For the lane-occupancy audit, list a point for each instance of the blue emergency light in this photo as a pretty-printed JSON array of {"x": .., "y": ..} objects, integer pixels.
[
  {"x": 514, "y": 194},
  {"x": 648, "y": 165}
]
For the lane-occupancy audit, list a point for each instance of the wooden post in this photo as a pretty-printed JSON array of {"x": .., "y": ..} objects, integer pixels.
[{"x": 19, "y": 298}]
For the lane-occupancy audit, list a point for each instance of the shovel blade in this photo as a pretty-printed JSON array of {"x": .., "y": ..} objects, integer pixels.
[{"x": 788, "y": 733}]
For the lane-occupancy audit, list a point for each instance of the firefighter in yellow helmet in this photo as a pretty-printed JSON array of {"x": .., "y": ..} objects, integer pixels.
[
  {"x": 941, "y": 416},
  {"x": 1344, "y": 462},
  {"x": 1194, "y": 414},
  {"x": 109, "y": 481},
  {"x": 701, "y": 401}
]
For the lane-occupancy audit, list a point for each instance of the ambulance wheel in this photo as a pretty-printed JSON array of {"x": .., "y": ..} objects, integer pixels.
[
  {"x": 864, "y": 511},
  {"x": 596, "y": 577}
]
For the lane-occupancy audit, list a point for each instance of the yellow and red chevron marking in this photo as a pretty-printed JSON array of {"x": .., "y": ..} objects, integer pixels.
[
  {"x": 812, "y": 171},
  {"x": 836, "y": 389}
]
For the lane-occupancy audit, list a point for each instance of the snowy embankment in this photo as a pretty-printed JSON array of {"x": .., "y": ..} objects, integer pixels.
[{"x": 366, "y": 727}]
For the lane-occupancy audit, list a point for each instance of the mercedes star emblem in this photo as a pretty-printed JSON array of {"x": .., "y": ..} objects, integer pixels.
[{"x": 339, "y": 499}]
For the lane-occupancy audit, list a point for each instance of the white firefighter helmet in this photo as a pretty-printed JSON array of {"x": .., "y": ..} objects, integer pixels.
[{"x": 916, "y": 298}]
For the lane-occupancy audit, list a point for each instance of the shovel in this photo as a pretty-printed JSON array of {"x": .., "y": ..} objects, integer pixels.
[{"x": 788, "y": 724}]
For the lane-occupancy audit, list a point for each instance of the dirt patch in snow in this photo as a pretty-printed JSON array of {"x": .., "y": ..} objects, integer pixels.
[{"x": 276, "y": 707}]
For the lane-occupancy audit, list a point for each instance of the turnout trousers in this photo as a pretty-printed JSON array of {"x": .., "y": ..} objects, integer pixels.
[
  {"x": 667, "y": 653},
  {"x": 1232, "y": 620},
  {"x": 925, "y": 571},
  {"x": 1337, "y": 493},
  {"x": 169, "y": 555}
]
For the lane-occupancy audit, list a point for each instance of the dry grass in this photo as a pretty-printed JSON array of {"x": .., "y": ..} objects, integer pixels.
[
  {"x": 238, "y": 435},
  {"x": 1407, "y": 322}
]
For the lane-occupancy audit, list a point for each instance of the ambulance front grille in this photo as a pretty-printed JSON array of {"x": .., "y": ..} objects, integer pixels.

————

§ **Exercise objective**: Starting with the line containing "the dry grass" and going on through the end of the listing, write out every line again, requests included, with each x and y pixel coordinate in the answers multiplied by 2.6 and rounded to a whole number (halves round up). Leave the numbers in the requests and their format samples unchanged.

§ **Task answer**:
For the lane-occupancy audit, list a point for each instance of the dry grass in this photo as a pretty-printed JSON array of {"x": .., "y": ..} objects, integer pixels.
[
  {"x": 619, "y": 1131},
  {"x": 3658, "y": 837}
]
For the lane-occupancy audit, list a point for each instance of the ambulance front grille in this photo as a pretty-printed JSON array of {"x": .., "y": ..} objects, integer pixels.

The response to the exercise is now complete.